## Information given
========================

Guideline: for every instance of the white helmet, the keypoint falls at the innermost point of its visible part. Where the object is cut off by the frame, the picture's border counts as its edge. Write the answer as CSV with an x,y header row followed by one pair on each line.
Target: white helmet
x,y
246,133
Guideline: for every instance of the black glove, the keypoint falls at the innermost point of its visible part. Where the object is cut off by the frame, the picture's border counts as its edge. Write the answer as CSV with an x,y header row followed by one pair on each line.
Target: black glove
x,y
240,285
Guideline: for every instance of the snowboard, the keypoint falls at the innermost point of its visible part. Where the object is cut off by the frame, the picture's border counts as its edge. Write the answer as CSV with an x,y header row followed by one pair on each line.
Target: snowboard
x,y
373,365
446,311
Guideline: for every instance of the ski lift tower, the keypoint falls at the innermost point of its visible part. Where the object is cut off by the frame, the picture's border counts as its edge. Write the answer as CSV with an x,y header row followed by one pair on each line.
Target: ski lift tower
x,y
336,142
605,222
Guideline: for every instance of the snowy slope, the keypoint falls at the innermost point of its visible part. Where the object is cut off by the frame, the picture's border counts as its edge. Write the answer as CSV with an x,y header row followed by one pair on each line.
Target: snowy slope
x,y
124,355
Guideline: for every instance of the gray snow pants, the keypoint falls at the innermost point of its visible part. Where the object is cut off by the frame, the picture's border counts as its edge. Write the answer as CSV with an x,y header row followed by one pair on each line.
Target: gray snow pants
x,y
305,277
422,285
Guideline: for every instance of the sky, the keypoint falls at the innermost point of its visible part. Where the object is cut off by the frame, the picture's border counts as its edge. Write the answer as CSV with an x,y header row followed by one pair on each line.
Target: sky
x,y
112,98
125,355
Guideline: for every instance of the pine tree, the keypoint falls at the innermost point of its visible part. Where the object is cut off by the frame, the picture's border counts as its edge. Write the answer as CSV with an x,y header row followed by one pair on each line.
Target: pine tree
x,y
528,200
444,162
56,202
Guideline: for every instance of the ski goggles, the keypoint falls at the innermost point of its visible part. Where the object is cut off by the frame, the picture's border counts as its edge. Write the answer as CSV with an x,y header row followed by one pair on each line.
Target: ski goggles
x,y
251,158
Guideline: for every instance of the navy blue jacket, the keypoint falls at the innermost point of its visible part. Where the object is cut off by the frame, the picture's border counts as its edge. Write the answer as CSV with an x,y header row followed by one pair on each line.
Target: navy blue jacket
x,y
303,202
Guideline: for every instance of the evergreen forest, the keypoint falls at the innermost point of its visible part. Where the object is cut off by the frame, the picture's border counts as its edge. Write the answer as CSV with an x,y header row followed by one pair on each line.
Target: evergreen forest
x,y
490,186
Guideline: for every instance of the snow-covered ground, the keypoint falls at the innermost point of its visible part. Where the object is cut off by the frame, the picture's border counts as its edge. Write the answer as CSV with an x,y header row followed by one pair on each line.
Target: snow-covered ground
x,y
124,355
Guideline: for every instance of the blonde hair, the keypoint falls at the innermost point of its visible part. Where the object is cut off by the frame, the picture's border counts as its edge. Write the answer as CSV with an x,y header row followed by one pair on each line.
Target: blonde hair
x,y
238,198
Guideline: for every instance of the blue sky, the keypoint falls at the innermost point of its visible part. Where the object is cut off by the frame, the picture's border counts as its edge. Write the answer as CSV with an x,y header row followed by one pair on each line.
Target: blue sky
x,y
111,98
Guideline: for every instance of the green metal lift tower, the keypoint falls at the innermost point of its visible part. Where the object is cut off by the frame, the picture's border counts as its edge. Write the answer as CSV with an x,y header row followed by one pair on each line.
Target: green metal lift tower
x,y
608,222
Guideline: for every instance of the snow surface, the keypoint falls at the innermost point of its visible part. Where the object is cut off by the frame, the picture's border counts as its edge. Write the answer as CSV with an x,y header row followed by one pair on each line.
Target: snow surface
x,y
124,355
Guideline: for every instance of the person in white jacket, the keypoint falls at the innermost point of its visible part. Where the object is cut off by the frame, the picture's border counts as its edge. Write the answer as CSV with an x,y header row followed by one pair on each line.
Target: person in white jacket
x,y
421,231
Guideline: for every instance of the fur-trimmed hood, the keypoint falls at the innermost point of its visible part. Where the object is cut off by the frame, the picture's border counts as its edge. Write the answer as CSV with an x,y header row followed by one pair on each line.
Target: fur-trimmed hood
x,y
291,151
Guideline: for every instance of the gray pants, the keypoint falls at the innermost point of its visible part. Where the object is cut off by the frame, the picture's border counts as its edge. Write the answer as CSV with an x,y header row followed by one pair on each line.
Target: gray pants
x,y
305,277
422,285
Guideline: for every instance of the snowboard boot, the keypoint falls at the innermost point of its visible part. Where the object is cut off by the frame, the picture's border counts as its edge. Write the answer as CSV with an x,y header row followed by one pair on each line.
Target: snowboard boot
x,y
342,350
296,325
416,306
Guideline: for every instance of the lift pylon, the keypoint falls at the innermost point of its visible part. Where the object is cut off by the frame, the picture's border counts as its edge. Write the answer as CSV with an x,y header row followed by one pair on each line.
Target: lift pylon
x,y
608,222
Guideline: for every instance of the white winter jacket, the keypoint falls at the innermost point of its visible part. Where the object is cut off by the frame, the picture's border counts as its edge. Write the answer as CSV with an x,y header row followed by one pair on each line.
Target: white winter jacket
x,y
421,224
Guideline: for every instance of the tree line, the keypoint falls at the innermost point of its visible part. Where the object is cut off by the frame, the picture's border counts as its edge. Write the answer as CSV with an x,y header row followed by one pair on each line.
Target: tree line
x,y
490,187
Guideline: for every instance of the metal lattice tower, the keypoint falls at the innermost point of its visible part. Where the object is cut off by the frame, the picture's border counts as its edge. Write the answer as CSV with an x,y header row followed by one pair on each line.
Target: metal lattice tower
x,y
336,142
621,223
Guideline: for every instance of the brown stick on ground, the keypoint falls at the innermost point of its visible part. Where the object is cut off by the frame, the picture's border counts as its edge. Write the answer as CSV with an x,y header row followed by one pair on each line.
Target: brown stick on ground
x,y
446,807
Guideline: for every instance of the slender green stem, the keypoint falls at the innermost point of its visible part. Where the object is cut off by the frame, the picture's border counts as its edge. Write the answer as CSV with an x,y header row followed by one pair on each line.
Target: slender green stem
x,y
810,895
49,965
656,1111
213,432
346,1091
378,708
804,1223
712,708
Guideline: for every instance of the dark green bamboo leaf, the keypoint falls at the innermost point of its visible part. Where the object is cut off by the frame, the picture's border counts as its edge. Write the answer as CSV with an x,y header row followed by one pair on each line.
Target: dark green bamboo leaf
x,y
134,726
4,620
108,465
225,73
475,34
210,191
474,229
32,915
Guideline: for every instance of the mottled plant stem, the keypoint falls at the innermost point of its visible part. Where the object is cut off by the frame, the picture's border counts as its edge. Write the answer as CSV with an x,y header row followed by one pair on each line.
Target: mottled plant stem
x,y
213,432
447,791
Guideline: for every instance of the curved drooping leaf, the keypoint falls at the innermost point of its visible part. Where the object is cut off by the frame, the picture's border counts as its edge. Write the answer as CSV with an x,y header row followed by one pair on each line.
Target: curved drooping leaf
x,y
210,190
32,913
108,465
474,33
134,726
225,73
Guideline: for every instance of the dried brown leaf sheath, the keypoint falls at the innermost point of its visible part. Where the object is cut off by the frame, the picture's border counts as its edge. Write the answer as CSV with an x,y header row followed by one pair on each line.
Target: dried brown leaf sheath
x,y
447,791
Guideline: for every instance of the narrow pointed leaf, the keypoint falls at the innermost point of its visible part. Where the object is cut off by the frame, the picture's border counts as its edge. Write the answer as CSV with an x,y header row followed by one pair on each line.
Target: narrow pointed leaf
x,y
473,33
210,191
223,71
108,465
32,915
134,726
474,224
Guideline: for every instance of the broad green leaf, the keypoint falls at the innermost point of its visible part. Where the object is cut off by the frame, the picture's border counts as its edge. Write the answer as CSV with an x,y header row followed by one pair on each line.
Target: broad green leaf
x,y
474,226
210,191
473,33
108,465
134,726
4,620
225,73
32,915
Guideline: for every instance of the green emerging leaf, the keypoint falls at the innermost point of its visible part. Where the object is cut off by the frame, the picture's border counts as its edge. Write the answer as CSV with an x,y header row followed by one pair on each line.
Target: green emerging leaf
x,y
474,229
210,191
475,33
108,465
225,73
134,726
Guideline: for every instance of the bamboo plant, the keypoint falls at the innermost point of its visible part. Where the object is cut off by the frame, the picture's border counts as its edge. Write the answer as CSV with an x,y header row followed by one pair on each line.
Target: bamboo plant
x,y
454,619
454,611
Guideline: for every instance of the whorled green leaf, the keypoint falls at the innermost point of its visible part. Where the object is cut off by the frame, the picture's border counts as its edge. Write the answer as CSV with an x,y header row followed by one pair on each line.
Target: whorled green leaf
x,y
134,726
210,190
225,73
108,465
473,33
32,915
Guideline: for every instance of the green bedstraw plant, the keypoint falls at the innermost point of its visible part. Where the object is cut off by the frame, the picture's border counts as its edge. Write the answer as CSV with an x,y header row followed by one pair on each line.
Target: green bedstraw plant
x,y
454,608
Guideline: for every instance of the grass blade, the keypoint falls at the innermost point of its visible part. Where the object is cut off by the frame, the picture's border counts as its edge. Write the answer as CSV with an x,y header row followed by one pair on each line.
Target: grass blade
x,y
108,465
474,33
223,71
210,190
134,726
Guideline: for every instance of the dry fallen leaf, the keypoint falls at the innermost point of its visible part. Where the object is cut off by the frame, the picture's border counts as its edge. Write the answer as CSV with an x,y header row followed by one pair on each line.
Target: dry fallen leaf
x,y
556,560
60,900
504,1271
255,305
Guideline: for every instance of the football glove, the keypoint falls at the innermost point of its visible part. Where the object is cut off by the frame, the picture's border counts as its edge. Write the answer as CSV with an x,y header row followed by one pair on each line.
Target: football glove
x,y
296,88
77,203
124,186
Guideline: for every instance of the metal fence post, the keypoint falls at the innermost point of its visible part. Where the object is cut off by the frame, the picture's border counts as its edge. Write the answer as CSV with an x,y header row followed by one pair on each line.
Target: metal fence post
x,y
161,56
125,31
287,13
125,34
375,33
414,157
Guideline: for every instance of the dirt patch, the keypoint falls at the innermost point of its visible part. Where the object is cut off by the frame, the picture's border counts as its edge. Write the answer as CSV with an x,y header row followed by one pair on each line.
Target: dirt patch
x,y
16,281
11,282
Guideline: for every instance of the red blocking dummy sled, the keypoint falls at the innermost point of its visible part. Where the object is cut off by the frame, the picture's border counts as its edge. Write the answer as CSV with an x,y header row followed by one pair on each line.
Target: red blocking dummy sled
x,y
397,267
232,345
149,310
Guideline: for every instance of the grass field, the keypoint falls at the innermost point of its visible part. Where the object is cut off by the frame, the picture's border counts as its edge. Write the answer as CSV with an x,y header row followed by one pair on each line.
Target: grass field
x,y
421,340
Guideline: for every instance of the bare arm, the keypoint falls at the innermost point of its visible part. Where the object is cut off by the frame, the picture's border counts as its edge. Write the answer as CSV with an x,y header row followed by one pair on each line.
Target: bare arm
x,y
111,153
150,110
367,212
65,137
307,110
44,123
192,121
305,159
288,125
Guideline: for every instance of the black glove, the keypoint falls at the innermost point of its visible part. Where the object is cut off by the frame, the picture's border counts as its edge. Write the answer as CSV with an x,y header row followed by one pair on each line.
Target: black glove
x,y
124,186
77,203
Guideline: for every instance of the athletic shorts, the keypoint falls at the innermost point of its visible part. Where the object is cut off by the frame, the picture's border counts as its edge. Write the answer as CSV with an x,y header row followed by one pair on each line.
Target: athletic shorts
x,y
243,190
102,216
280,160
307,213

========================

## Work instructions
Everything above from the line containing "Target: brown stick on ground" through the line containing "Guideline: for every instance of the dark" must be copied exactly. Nothing outside that range belongs in the answer.

## Finished exercise
Target: brown stick on ground
x,y
446,807
Guideline: for every instance of the slender green stem, the keypoint falls at the innermost point of its visible part. Where the object is cut off by the frame, the picture's border counts as its edge. Write the answer as CSV with an x,y header row followed by one pair on each line.
Target: slender green stem
x,y
810,895
49,965
656,1111
213,432
346,1091
378,708
804,1223
712,708
Guideline: for every instance of the dark green bamboo leaf, the keypoint falls at the innermost point of its visible part. Where the object is cut off by the frame, the picture's border counts as its edge. Write the answer as CSV with an x,y header row followed by one pair on each line.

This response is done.